## Problems and tasks
**A)** In the Outpost Siege review, the first ability essentially increases what by one?
**B)** Continue the Outpost Siege review from its last paragraph.

## Excerpt

==========

Outpost Siege allows you to build around one of the two abilities, although it’s more likely that you want this in a deck where you could take advantage of either ability.
Could the Dragons’ ability forecast a lot of good creatures in the set with the Dashability? You can trigger that ability when your creatures die, true, and doubling the damage of a Goblin Bombardment could make this a potent card in formats with a lot of tokens, but continually playing a lot of creatures with Dash is going to trigger it as well. We can only speculate and I’m not impressed with playing a 5 drop dragon to get an extra 1 damage a turn.
The first ability essentially increases the number of cards in your hand by one, especially if you get a land from its trigger and draw gas. It’s awkward to be forced to main-phase an instant or lose a curve-topper early, but it may be worth it for the extra card selection.

==========

## Rows
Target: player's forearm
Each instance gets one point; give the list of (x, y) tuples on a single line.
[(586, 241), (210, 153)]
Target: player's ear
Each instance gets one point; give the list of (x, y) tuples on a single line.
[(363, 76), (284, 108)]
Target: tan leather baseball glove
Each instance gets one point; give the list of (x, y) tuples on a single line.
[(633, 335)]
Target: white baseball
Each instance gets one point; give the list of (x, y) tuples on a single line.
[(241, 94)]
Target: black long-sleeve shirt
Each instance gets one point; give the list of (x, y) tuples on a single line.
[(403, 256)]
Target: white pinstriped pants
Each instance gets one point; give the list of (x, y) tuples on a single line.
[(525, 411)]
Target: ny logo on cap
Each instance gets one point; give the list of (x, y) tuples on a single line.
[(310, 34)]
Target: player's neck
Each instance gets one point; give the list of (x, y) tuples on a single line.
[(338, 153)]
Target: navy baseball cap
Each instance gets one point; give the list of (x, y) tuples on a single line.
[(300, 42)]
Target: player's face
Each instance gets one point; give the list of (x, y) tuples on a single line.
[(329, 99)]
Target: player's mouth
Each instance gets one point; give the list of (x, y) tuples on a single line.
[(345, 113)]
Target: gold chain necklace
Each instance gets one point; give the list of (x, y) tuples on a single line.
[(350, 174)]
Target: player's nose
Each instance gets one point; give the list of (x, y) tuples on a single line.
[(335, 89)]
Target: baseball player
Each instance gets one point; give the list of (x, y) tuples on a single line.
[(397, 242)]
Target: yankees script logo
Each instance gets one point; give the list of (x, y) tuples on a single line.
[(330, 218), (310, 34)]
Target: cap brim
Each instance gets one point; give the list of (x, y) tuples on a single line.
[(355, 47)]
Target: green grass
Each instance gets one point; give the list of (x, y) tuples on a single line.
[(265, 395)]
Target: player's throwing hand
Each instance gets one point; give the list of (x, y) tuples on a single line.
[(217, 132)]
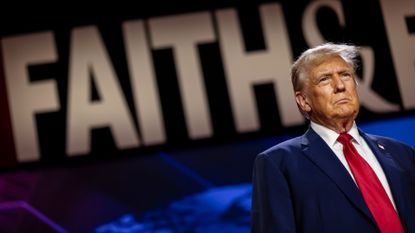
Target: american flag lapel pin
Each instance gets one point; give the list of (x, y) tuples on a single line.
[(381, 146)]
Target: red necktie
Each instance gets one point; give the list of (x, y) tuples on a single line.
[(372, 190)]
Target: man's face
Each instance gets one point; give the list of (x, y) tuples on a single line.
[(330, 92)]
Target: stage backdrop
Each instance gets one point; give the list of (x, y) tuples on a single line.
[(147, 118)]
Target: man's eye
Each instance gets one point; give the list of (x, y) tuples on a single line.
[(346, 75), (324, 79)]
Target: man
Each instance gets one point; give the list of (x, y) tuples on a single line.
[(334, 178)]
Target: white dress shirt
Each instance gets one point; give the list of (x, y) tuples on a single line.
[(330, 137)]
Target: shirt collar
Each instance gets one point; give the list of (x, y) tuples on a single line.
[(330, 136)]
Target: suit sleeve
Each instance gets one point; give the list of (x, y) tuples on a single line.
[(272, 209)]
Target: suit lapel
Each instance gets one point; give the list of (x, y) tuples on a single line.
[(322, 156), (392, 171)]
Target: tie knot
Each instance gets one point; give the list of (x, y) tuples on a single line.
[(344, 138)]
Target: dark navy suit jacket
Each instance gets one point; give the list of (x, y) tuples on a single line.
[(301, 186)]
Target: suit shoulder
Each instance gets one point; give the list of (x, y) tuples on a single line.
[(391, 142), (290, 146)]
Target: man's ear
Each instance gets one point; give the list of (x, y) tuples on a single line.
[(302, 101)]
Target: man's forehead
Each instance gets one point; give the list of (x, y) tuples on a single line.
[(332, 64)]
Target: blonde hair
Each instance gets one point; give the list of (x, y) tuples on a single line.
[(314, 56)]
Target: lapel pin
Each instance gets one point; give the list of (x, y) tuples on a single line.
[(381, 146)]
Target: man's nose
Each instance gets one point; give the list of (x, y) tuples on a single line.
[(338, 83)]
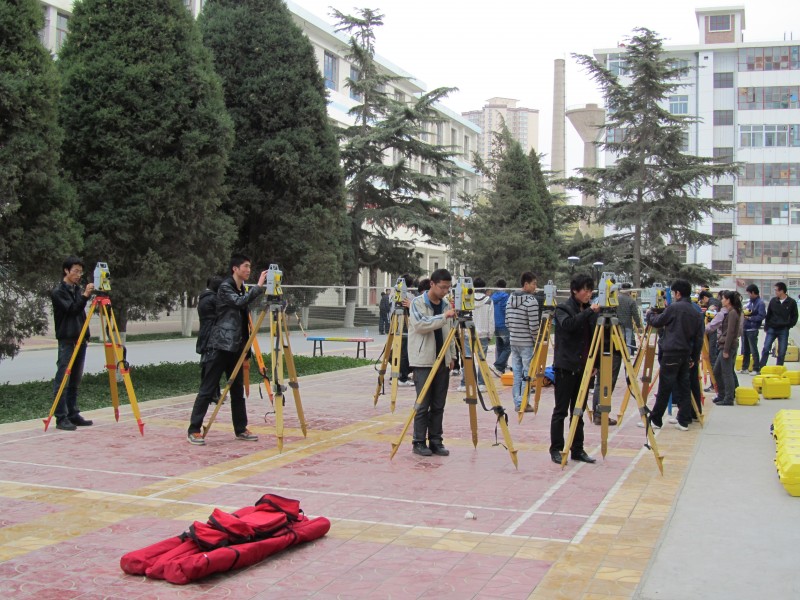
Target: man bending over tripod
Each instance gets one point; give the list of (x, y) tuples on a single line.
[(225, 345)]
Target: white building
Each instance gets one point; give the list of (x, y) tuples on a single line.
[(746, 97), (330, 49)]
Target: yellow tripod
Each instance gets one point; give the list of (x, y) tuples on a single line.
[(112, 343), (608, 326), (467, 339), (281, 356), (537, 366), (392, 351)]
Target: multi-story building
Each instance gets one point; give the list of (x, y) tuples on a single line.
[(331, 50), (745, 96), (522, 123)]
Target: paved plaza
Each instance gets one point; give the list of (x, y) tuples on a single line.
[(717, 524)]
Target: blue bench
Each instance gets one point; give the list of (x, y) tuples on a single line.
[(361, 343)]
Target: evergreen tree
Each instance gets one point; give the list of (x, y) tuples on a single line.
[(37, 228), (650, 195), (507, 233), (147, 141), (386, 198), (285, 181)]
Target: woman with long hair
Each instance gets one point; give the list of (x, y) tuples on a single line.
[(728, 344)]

==========

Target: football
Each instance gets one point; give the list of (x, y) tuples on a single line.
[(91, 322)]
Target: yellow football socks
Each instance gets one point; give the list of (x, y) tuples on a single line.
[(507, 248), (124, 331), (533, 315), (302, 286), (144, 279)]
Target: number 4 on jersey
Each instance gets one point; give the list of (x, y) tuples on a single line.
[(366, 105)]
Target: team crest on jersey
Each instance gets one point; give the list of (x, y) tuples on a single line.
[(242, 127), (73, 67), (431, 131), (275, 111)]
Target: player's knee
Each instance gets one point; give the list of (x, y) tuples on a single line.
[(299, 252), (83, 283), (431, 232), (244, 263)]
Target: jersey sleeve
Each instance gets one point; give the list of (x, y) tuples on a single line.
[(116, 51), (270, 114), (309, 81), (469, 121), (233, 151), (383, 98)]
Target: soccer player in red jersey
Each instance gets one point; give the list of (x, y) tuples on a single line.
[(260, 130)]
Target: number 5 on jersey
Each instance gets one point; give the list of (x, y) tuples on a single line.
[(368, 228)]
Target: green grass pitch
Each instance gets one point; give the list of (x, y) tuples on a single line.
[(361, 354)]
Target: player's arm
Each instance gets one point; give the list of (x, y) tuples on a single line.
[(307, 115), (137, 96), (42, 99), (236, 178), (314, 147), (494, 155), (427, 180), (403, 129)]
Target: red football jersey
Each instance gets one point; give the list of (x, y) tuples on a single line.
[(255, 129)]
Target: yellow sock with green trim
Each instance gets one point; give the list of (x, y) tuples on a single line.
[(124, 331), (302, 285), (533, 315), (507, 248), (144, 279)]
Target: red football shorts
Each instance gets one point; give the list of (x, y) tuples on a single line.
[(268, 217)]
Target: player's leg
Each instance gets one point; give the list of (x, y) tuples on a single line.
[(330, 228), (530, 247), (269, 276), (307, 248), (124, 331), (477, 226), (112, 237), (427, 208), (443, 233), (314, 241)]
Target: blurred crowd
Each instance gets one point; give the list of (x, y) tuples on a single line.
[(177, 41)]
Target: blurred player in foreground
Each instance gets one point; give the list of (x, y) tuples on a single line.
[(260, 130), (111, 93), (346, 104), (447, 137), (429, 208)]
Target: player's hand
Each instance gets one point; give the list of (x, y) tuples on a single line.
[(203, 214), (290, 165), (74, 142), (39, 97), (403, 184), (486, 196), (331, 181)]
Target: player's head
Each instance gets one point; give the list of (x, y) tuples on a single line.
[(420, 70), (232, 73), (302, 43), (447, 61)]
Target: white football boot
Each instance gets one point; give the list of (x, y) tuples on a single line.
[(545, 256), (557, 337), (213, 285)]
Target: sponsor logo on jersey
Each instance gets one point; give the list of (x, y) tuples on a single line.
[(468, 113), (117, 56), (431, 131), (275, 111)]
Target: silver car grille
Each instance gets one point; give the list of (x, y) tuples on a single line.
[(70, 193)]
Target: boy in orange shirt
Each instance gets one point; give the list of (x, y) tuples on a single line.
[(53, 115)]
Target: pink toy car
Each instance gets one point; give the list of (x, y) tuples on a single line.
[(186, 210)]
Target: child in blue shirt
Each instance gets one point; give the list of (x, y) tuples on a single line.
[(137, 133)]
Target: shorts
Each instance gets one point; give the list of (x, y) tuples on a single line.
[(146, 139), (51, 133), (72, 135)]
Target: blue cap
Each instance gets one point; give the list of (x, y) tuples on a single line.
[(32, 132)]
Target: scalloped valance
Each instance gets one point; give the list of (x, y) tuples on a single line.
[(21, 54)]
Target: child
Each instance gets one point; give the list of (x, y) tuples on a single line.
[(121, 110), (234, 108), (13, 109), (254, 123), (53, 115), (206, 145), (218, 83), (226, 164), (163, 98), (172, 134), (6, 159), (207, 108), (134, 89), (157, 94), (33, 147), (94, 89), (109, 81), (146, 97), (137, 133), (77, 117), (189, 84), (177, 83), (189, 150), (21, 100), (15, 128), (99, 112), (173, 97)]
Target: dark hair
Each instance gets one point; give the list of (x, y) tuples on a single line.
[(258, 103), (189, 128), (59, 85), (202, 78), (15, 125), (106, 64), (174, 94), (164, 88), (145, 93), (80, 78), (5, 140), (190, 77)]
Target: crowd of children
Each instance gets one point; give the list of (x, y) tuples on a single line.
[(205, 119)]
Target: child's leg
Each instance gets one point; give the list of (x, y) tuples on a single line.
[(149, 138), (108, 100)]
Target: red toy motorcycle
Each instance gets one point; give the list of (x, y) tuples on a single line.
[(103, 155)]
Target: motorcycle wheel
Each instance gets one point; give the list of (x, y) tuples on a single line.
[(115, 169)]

==========

## Outputs
**A)** The number of cards in your hand.

**B)**
As always, cards that have a lot of new concepts on them get people talking (“Could there be a whole bunch of cards that trigger if you attack with a coward?”) but I don’t predict other cards that stack based on how many permanents you have where you choose Dragons or Khans. This is a cool card but cool doesn’t always help a card go above bulk, which is where I see this particular card heading. There’s a lot of precedent for cool red enchantments being worth nothing.
I think in a green red deck, with Courser of Kruphix on turn 2, and this on Turn 3, you put your opponent 3 cards behind you each turn. You get two of these out and you’ve got Sarkhan’s Ultimate, but with the ability to hold a card. You could pretty much move 4 cards from your deck. Forget about land flooding, if there’s a card in your deck that you need, you’re really likely to get it.